▶ [Problem]: Output the items below, from the line containing "of the bird's" through the line containing "[[600, 664]]" (both included), as a Markdown table with the columns Row and Line. Put each line's row number under Row and the line under Line, and skip blank lines.

▶ [Exercise input]:
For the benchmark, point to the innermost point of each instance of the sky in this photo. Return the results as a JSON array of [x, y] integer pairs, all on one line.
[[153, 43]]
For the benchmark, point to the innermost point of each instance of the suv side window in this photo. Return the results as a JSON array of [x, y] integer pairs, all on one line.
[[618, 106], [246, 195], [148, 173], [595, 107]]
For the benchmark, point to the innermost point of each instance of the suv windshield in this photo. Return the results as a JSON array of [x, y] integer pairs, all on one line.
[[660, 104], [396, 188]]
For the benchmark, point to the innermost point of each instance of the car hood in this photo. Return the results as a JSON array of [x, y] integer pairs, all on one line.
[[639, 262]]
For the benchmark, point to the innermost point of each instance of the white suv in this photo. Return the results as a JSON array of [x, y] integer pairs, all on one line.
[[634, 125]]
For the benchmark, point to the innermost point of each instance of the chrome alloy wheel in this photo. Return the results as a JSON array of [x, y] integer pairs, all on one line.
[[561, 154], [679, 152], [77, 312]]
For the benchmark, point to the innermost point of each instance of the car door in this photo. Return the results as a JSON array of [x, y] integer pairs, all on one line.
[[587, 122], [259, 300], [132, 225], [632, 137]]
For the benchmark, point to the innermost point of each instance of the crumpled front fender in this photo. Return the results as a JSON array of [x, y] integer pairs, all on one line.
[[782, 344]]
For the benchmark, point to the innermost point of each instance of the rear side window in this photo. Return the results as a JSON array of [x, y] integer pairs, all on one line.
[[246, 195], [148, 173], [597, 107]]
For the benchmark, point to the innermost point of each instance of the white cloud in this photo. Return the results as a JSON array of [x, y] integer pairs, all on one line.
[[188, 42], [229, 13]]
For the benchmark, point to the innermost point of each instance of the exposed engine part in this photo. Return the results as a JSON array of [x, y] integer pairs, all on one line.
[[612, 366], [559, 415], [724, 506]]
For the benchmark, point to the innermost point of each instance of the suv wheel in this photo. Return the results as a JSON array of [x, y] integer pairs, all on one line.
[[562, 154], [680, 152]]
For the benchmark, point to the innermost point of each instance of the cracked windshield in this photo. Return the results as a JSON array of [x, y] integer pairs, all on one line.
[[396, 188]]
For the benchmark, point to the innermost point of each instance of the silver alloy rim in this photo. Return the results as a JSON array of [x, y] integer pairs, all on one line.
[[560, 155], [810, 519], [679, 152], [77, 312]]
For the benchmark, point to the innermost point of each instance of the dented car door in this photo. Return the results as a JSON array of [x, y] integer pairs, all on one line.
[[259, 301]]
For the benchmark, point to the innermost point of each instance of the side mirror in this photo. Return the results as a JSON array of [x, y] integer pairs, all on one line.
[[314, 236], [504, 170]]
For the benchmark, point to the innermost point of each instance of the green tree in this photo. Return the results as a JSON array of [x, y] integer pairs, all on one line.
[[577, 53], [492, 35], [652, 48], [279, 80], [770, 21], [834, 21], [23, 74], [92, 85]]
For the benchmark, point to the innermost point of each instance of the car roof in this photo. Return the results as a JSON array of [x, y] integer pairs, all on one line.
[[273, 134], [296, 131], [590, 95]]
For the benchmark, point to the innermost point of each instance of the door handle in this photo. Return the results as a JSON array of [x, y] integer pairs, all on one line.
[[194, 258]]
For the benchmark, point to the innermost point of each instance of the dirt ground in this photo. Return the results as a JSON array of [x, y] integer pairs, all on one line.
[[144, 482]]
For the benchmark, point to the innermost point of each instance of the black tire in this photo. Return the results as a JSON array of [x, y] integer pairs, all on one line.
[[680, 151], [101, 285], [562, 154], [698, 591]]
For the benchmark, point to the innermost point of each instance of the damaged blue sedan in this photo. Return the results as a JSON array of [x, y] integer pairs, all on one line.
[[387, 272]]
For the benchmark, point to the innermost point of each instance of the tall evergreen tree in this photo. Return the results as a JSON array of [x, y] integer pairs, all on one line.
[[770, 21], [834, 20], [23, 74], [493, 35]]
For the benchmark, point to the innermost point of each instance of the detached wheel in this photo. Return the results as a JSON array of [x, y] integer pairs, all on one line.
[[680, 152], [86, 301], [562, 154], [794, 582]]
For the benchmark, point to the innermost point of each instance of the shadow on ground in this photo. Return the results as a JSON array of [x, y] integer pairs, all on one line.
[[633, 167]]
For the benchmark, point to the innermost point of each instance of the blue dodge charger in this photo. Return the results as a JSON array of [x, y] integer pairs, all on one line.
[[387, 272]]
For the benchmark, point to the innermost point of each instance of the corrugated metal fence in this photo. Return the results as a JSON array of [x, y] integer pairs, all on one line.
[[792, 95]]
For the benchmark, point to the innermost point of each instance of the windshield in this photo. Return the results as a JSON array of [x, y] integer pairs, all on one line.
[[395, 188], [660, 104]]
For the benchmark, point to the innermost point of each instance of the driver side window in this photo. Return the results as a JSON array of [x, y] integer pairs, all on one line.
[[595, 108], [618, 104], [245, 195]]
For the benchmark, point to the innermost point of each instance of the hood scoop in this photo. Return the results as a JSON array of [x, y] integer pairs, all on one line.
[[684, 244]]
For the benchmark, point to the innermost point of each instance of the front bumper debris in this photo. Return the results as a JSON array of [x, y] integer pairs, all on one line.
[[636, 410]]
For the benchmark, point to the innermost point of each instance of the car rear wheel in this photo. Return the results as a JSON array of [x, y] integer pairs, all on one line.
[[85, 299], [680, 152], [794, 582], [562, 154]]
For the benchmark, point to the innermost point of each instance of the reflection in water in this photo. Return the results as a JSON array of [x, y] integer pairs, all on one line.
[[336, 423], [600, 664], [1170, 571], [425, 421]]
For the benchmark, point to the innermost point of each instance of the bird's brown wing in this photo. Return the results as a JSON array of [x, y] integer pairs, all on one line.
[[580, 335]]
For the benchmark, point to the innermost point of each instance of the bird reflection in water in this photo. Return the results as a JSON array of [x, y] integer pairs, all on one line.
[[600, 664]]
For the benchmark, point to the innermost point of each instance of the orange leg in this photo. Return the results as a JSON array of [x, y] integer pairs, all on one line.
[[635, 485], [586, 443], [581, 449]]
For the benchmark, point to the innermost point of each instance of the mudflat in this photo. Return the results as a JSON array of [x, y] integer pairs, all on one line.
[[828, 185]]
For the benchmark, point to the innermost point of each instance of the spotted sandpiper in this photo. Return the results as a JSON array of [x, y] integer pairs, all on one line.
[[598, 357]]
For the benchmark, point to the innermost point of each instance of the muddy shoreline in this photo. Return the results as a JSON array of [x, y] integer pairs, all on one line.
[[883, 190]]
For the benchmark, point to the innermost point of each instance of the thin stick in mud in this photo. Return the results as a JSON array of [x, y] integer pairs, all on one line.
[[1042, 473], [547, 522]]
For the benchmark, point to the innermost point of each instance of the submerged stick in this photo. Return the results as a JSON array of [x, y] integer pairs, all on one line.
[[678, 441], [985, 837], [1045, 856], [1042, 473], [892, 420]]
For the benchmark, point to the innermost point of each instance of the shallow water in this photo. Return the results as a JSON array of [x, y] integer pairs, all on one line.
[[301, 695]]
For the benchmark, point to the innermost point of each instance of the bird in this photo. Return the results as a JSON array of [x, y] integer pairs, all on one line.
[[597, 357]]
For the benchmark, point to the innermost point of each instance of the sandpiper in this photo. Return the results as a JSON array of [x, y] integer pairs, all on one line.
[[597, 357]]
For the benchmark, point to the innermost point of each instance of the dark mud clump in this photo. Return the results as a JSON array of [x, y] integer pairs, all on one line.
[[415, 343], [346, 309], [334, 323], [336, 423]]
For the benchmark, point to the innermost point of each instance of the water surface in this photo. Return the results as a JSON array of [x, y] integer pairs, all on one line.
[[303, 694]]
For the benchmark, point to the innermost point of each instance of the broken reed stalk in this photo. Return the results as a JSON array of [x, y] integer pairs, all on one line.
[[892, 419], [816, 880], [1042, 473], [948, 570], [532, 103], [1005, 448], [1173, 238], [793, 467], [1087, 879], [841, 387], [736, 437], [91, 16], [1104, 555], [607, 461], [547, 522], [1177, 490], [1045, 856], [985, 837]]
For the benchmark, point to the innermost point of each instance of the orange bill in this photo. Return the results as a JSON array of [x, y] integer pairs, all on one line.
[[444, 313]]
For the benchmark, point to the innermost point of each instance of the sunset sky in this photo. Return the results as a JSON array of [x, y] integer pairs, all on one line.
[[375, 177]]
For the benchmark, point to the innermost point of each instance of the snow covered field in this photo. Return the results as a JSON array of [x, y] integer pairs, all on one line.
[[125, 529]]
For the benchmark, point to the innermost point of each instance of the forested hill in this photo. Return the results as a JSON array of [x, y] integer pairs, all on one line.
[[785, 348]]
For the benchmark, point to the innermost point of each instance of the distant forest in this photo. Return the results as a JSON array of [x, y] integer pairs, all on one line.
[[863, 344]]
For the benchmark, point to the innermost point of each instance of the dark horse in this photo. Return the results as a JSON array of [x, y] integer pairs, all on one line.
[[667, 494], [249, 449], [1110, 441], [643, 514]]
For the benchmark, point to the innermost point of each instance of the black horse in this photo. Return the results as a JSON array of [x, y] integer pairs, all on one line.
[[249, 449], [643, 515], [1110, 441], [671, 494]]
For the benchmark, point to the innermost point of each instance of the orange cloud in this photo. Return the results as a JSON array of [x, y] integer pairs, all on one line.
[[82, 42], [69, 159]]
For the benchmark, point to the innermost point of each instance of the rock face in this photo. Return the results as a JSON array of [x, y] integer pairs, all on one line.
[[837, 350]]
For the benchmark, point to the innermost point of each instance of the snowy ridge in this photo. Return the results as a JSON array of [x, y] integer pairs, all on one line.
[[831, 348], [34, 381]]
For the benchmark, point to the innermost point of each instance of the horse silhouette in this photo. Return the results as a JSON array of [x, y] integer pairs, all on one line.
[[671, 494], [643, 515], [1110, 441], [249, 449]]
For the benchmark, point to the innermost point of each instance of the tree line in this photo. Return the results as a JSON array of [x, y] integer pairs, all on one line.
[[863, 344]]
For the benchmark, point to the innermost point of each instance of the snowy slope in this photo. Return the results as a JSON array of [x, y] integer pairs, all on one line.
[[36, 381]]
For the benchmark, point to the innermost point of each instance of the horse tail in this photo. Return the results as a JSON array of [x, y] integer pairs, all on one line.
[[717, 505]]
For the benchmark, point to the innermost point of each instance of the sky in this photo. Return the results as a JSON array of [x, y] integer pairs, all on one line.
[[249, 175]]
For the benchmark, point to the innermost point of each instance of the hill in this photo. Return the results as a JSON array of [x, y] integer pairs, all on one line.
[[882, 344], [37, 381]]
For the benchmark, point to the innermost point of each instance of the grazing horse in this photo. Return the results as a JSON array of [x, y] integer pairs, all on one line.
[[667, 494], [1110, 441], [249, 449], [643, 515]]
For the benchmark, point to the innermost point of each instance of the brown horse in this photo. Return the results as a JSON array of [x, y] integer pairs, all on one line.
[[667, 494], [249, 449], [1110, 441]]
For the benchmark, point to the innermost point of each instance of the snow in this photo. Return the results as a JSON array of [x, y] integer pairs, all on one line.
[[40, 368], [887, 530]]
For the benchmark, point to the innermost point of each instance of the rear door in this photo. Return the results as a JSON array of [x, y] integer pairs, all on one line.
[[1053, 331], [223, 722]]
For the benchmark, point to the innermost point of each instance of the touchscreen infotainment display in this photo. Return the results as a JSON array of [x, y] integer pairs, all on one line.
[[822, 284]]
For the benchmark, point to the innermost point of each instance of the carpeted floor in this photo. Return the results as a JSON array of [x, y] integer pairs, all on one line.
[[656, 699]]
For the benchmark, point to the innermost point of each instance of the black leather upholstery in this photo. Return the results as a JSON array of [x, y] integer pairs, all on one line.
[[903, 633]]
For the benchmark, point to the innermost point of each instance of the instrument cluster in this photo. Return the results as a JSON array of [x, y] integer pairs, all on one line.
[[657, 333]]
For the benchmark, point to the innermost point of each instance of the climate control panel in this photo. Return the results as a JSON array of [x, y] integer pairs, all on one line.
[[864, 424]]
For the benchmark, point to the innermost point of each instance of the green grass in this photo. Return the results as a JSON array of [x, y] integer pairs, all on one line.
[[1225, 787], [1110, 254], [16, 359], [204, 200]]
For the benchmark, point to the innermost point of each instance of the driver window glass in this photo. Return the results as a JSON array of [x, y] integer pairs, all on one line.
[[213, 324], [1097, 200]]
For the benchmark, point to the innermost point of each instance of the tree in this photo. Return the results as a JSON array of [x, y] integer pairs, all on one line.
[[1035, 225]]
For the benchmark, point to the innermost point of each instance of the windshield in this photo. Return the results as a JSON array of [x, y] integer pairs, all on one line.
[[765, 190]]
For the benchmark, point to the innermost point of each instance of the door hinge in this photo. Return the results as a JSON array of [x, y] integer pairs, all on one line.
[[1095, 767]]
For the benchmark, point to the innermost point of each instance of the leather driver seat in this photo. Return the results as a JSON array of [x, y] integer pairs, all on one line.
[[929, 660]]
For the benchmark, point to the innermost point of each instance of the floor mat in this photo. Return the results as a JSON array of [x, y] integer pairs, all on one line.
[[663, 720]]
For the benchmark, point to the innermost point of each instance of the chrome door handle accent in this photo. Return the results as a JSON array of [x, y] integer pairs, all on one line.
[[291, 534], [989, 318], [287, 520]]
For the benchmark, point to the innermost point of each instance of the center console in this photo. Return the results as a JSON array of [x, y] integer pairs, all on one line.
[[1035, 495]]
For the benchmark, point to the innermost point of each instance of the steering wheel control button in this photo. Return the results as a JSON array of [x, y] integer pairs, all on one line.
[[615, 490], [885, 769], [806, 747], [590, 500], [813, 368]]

▶ [Exercise solution]:
| Row | Line |
|---|---|
| 1 | For the benchmark, point to the innermost point of each instance of the bird's brown wing in this photo. Return the results as a JSON array of [x, y] integer pairs, all on one line. |
| 2 | [[580, 335]] |
| 3 | For the benchmark, point to the innermost point of each instance of the bird reflection in water in this photo. Return the results as a JSON array of [x, y] integer pairs, all on one line. |
| 4 | [[600, 664]] |